Dataset →
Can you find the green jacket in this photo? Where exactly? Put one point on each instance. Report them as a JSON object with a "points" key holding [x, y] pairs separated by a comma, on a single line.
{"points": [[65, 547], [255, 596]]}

--

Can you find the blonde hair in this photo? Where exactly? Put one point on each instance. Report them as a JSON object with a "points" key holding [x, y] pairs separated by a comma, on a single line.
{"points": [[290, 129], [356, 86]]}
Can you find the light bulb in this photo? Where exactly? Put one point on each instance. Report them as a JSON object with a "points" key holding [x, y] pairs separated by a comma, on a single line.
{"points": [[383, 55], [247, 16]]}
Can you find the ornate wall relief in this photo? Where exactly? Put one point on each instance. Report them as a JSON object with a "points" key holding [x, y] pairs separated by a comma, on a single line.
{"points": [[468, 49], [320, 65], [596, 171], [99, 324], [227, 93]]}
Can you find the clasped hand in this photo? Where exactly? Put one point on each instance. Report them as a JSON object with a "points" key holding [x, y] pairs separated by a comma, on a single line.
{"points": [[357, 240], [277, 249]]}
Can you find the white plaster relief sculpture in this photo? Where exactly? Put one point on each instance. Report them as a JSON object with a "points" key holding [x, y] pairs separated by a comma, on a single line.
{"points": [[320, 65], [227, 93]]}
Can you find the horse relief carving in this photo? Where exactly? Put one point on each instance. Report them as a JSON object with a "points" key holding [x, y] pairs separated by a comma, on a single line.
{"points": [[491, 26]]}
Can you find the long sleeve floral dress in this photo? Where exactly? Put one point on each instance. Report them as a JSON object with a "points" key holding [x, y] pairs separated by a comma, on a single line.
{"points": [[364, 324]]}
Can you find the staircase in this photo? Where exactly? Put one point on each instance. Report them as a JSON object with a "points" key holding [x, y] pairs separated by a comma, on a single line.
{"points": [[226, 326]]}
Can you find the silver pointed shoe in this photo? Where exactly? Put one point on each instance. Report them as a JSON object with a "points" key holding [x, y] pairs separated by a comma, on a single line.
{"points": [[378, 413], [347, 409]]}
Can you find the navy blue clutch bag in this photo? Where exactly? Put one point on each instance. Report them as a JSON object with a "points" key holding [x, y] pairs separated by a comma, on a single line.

What the task asks → Scan the entries above for the line containing "Can you find the white", and copy it and all lines after it exactly, down to and including the line containing "Can you find the navy".

Response below →
Can you find the white plaster relief sculpture in this photo? Where exactly? Put one point on each instance. Report them as a JSON object with a "points" key holding [x, y] pairs separated by a comma, on a single line.
{"points": [[320, 65], [227, 93]]}
Can you find the horse relief carving in this photo? Where exactly? Put one point on each instance. Report them as a JSON object with a "points" key holding [x, y] pairs separated by a comma, on a single line.
{"points": [[491, 26]]}
Can you find the long sleeve floral dress in this photo? Where exactly? Put one point on each instance. Report them as a JSON object with a "points" key holding [x, y] pairs separated by a comma, on a single line.
{"points": [[364, 324]]}
Can you find the staircase in this photo? Where exactly? Put one point on each instance. Report them as a JSON object with a "points" key holding [x, y] pairs separated by a comma, on a single line.
{"points": [[226, 326]]}
Can you find the silver pointed shoe in this photo? Where exactly? Put one point on each instance. Report them as a JSON object with a "points" key holding [x, y] pairs separated by a comma, on a single line.
{"points": [[378, 413], [347, 409]]}
Can you find the navy blue clutch bag in this photo? Where exactly? Put one point on each instance. Report them as a JSON object with a "points" key holding [x, y] pairs separated by a comma, on a single line.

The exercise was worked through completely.